▶ Passage given
I am having trouble completing a task where I am to create a function that uses a generalised fold function to evaluate a boolean AST. I will show you some examples to illustrate.
First, an example of what I want, but for an AST that sums integers:
data Expr = Val Int | Add Expr Expr deriving Show
folde :: (Int -> a) -> (a -> a -> a) -> Expr -> a
folde f g (Val x) = f x
folde f g (Add x y) = g (folde f g x) (folde f g y)
eval :: Expr -> Int
eval expr = folde (\x -> x) (\x y -> x + y) expr
This works fine.
Now for the boolean AST, and the folding function:
data Bexp = T | F | And Bexp Bexp | Or Bexp Bexp deriving (Ord, Eq)
foldb :: a -> a -> (a -> a -> a) -> (a -> a -> a) -> Bexp -> a
foldb t f a o T = t
foldb t f a o F = f
foldb t f a o (And x y) = a (foldb t f a o x) (foldb t f a o y)
foldb t f a o (Or x y) = o (foldb t f a o x) (foldb t f a o y)
What I am having trouble with, is creating a function that does the same as the eval function does for the simple AST above, that is, using the foldb function with some lambdas to evaluate whether the Bexp
expression is either T
or F
.
I don't understand why this function doesn't work:
evb :: Bexp -> Bool
evb bexp = foldb (\_ -> True) (\_ -> False) (\x y -> x == T && y == T) (\x y -> x == T || y == T) bexp
GHCi doesn't even wanna to compile it because of type error.
Thanks in advance.
If we want to use foldb
to produce a Bool
at the very end, we need to choose a = Bool
in its type. So, we are now using
foldb :: Bool
-> Bool
-> (Bool -> Bool -> Bool)
-> (Bool -> Bool -> Bool)
-> Bexp
-> Bool
Hence, foldb (\_->True) (\_->False) ...
is wrong since the first two arguments must be booleans, not functions. We need something like foldb True False ...
.
The next two parameters must be boolean binary operators like \x y -> x && y
, which can be written as (&&)
for short.
We finally get:
evb :: Bexp -> Bool
evb bexp = foldb True False (&&) (||)

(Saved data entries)
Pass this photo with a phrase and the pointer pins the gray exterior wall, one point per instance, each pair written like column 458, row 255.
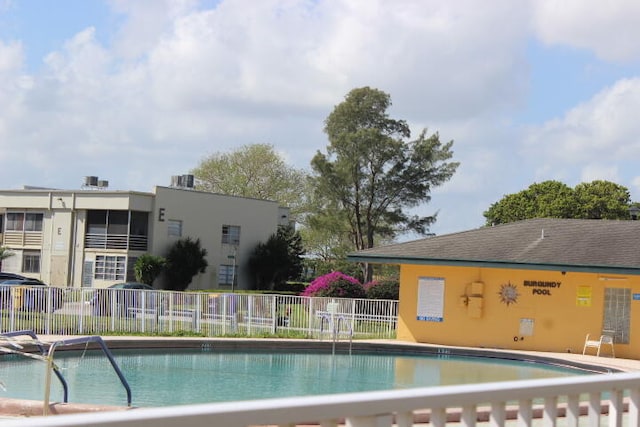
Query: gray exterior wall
column 66, row 261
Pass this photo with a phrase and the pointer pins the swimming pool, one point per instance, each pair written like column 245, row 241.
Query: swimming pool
column 186, row 376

▶ Actions to take
1. From the thread on folding a boolean AST, quote the stretch from "What I am having" through "of type error.".
2. Using the thread on folding a boolean AST, mark each statement yes or no, and quote the words that settle it.
(a) The poster reports that the eval function for the integer-summing AST works.
(b) GHCi compiled the poster's evb function but gave wrong results.
(c) The reply says the first two arguments to foldb must be booleans.
3. In the thread on folding a boolean AST, what short form does the reply give for \x y -> x && y?

▶ Results by task
1.
What I am having trouble with, is creating a function that does the same as the eval function does for the simple AST above, that is, using the foldb function with some lambdas to evaluate whether the Bexp
expression is either T
or F
.
I don't understand why this function doesn't work:
evb :: Bexp -> Bool
evb bexp = foldb (\_ -> True) (\_ -> False) (\x y -> x == T && y == T) (\x y -> x == T || y == T) bexp
GHCi doesn't even wanna to compile it because of type error.

2.
(a) Yes: "This works fine."
(b) No: "GHCi doesn't even wanna to compile it because of type error."
(c) Yes: "the first two arguments must be booleans, not functions."

3. (&&)